NEW YORK – An outbreak of flu in 13 cats at an uptown Manhattan animal shelter currently has veterinary experts across the country scratching their heads — because cats simply don’t catch the flu.
“That’s the main question. Where is this flu coming from?” states Dr. Sandra Newbury, director of the Shelter Medicine Program at the University of Wisconsin.
“This is something new,” she went on to say.
Manhattan’s unlucky 13 cats got sick late last month at the Animal Care Center shelter on East 110th Street — with what is evidently a totally new strain of feline influenza A.
Canine influenza is quite common, and just last year, a few cats at a Chicago shelter caught the canine flu during an outbreak that hit all the resident dogs.
However, no other cat has ever been diagnosed with the flu, Newbury stated, and the Manhattan outbreak appears to be something entirely new.
Fortunately, it’s on the mild side.
Of the 13 Manhattan flu-ish cats over at ACC, one developed pneumonia and died. The other 12 are recovering in isolation at the shelter, and are suffering the same exact flu symptoms that human and dogs get — runny noses, congestion, and what is being called “general malaise.”
Furthermore, genetic material from cheek swabs of the Manhattan 13 are currently being sequenced over at the Wisconsin Veterinary Diagnostic Lab in Madison, Newbury said.
“Once we do all the testing, we may find it came from a dog, or swine, and mutated,” she stated.
“It’s possible that they caught it from us,” she concluded.
We here at The Best Cat Page will continue to follow this developing story.

ACTIVITY LIST >>
1/ Write out the cat flu article's wording from "Canine influenza is" up to and including "the mild side.".
2/ Condense the paragraph of the cat flu article that begins "Of the 13 Manhattan flu-ish cats" into a shorter version that keeps its main facts.
The entries that follow have no connection to the cat flu article.

EXTRACTED DATA >>
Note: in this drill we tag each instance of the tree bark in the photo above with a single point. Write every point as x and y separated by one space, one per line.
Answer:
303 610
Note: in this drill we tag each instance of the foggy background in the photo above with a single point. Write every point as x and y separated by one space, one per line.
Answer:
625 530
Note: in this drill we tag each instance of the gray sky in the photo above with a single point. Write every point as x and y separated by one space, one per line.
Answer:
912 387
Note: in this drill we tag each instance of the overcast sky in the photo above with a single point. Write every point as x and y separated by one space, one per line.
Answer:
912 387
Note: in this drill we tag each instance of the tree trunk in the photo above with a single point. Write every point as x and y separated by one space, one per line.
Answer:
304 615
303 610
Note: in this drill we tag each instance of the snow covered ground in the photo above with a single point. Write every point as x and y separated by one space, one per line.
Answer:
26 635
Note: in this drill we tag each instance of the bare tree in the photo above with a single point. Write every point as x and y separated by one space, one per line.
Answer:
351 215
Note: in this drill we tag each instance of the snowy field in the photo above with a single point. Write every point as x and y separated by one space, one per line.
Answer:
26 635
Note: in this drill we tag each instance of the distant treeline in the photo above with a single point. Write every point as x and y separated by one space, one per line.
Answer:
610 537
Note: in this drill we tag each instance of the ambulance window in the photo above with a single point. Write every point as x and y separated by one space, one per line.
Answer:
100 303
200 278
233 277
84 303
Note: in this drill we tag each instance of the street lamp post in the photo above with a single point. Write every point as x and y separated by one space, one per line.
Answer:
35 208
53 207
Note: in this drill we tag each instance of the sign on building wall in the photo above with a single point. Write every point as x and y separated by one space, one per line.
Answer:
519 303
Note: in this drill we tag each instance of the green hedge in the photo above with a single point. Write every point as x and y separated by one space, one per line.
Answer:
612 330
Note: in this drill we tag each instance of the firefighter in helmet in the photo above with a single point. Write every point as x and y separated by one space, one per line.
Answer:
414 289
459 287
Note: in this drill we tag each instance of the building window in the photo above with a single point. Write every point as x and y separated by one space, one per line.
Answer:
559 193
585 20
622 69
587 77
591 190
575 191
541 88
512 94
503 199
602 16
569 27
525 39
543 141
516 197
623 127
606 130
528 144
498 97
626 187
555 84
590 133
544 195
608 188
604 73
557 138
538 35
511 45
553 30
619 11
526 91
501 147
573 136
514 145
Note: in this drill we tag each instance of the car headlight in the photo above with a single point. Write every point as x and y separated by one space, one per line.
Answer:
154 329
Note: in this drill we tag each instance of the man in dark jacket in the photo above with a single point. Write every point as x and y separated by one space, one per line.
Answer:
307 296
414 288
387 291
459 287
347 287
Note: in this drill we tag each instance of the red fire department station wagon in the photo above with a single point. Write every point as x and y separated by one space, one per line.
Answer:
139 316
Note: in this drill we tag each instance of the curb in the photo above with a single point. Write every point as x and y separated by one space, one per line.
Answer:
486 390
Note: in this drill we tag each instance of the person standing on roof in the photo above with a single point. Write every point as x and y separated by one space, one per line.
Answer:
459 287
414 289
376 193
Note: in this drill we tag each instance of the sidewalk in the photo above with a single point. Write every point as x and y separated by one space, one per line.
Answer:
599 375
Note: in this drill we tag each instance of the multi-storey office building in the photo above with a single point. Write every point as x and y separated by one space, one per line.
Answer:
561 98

RESULTS FOR THE EXERCISE >>
1/
Canine influenza is quite common, and just last year, a few cats at a Chicago shelter caught the canine flu during an outbreak that hit all the resident dogs.
However, no other cat has ever been diagnosed with the flu, Newbury stated, and the Manhattan outbreak appears to be something entirely new.
Fortunately, it’s on the mild side.

2/ Of the 13 sick cats at ACC, one died of pneumonia. The other 12 are recovering in isolation at the shelter with the same flu symptoms humans and dogs get: runny noses, congestion and "general malaise."